▶ **Exercise description**
Pick out every line of the items that contains the string "Give", matching case exactly.

▶ **Listed records**
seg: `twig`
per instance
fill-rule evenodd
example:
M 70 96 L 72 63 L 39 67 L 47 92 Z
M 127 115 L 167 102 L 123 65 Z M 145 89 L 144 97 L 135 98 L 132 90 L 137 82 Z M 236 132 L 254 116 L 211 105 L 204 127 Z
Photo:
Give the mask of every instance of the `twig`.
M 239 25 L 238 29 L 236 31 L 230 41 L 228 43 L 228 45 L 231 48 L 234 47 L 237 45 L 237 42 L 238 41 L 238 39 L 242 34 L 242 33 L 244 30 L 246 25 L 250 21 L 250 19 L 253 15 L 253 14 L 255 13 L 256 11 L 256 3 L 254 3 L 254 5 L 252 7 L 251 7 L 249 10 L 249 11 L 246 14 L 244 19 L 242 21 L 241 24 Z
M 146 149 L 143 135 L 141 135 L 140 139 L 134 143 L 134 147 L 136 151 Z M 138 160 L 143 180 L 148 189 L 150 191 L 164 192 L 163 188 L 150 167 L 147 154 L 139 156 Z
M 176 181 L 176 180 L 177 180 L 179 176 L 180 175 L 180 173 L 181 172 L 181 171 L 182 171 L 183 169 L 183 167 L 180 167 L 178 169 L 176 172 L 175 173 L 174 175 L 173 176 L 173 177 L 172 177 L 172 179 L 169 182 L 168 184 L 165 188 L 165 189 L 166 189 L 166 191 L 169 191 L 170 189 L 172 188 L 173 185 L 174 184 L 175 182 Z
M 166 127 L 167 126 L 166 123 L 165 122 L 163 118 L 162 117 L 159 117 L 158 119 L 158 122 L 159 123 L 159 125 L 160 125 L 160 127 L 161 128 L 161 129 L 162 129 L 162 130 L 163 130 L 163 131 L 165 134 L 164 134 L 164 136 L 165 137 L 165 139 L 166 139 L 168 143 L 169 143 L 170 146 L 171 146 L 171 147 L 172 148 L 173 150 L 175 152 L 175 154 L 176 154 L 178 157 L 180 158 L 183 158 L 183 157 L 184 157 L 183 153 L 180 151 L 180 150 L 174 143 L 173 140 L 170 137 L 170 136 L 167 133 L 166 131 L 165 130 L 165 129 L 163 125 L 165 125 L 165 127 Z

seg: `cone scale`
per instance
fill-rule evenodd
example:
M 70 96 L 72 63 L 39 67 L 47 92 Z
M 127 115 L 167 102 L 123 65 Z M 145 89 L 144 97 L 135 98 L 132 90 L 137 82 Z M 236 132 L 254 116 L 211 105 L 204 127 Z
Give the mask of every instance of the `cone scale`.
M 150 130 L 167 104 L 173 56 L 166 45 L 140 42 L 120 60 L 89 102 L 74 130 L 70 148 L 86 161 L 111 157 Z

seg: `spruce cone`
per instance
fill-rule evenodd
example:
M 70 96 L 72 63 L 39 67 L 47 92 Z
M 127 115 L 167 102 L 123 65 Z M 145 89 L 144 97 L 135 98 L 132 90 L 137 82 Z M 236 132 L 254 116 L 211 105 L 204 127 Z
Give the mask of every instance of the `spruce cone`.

▶ **Result of the task**
Give the mask of every instance of the `twig`.
Give the mask of every instance of the `cone scale`.
Give the mask of every instance of the `spruce cone`.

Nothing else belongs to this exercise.